------ SUPPLIED MATERIAL

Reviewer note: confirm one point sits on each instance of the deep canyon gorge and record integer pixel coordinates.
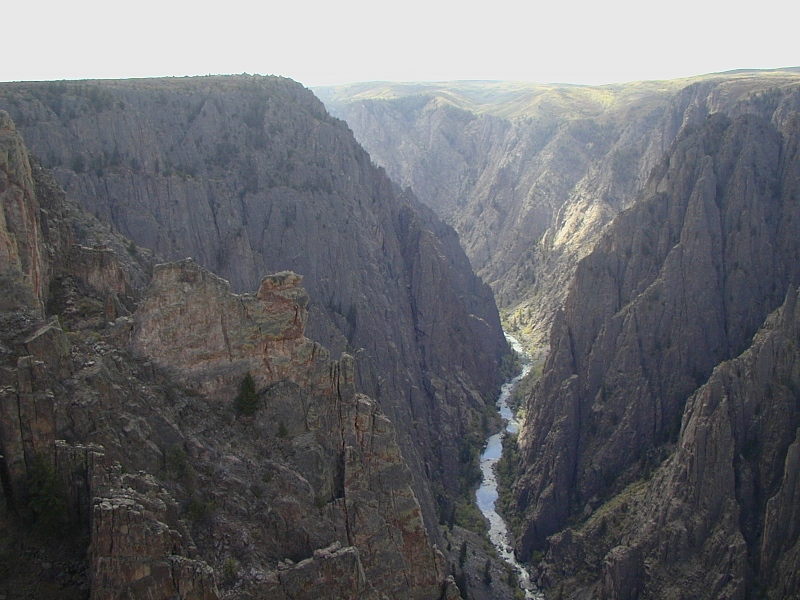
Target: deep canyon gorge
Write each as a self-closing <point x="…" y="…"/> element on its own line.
<point x="252" y="339"/>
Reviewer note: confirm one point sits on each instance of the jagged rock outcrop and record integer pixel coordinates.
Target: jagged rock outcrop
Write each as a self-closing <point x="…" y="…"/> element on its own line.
<point x="311" y="493"/>
<point x="529" y="175"/>
<point x="344" y="480"/>
<point x="707" y="521"/>
<point x="676" y="286"/>
<point x="250" y="175"/>
<point x="139" y="547"/>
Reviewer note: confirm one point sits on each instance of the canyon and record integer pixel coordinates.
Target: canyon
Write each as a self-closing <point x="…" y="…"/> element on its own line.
<point x="638" y="237"/>
<point x="242" y="360"/>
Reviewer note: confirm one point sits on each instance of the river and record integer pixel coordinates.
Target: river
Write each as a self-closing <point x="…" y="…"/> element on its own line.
<point x="487" y="492"/>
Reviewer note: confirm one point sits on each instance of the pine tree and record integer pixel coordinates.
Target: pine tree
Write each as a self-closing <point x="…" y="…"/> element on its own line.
<point x="247" y="400"/>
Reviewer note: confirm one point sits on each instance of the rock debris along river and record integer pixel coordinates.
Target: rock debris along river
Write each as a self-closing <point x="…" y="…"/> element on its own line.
<point x="487" y="492"/>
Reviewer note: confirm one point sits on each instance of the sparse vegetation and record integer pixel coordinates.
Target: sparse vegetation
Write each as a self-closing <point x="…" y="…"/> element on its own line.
<point x="247" y="401"/>
<point x="47" y="499"/>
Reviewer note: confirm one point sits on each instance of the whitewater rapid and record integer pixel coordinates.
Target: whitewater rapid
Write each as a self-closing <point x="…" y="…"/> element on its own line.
<point x="487" y="493"/>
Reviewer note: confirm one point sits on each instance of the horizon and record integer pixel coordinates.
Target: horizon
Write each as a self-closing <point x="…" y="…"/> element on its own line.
<point x="319" y="44"/>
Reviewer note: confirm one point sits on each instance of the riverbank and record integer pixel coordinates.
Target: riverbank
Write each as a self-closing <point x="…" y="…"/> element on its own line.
<point x="487" y="494"/>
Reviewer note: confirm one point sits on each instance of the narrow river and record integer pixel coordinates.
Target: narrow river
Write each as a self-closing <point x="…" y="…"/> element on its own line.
<point x="487" y="492"/>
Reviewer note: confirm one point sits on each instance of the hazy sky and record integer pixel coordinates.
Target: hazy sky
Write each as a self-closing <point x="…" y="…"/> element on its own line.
<point x="321" y="43"/>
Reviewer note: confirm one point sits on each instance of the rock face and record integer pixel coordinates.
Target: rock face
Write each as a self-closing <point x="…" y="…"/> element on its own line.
<point x="678" y="284"/>
<point x="529" y="175"/>
<point x="344" y="480"/>
<point x="250" y="175"/>
<point x="127" y="433"/>
<point x="708" y="518"/>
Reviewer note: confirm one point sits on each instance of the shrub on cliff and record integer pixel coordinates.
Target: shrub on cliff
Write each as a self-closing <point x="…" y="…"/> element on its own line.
<point x="47" y="501"/>
<point x="247" y="400"/>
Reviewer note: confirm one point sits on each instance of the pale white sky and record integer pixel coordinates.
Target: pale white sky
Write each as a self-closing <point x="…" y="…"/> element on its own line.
<point x="323" y="43"/>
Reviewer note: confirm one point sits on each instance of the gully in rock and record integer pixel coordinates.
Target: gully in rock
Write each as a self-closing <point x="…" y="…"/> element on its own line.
<point x="487" y="494"/>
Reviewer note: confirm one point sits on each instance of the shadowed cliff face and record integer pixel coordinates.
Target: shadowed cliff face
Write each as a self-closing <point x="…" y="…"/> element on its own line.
<point x="720" y="514"/>
<point x="679" y="283"/>
<point x="529" y="175"/>
<point x="249" y="175"/>
<point x="162" y="486"/>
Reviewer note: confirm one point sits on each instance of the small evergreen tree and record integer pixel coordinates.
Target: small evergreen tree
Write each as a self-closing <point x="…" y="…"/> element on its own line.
<point x="247" y="400"/>
<point x="47" y="500"/>
<point x="462" y="555"/>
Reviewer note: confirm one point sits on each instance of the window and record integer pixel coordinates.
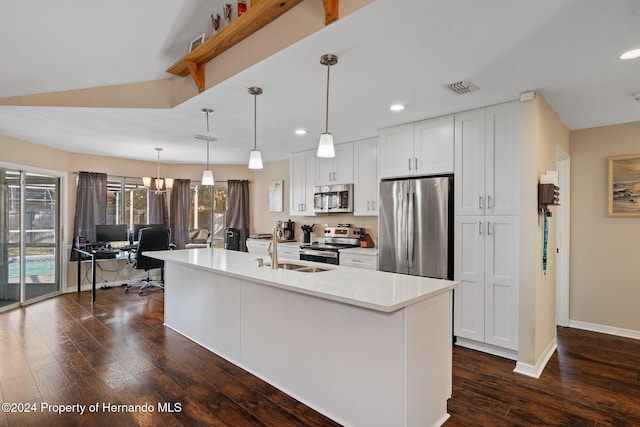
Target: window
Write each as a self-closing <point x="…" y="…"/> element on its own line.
<point x="127" y="201"/>
<point x="201" y="214"/>
<point x="30" y="243"/>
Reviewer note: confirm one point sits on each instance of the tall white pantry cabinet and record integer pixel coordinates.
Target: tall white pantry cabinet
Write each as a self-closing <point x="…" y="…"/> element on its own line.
<point x="486" y="227"/>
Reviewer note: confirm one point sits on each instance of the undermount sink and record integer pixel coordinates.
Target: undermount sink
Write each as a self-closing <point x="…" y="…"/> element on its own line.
<point x="301" y="268"/>
<point x="311" y="269"/>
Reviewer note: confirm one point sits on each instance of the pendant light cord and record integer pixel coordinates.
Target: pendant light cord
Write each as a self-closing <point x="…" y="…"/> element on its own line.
<point x="208" y="139"/>
<point x="327" y="110"/>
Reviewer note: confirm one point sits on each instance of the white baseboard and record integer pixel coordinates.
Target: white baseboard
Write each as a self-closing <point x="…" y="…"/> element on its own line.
<point x="487" y="348"/>
<point x="101" y="285"/>
<point x="611" y="330"/>
<point x="536" y="370"/>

------------

EXERCISE PROMPT: Please rewrite the lines from the one containing "cabinet and record integer pixel coordinates." through the end of the records, swapping "undermount sink" for "farmhouse sink" and leaving everything else the same. Give only those lines.

ANSWER TO THE PROBLEM:
Reviewer note: confirm one point sits on each instance of the tall white pantry cabinet and record integer pixel coordinates.
Target: tall white pantry cabinet
Write each as a self-closing <point x="…" y="…"/> element on its own line.
<point x="486" y="227"/>
Reviewer note: confirm one point sits on each instance of the farmhouse sink and record integer pixel coordinates.
Target: farmhouse sink
Write each as a self-closing <point x="…" y="…"/> element on its own line.
<point x="301" y="268"/>
<point x="311" y="269"/>
Reviewer note: confirm one point sits on each instance of the pendant light cord and record integer pixel coordinates.
Target: pendant light cord
Write each as a self-closing <point x="…" y="…"/> element on its own line.
<point x="208" y="139"/>
<point x="327" y="110"/>
Reviewer note: confirm one point sits on each instance of the white baseboard and record integer pixel coordinates.
Target: white baseboard
Write each as a self-closing <point x="…" y="…"/> element on its own line.
<point x="487" y="348"/>
<point x="101" y="285"/>
<point x="611" y="330"/>
<point x="536" y="370"/>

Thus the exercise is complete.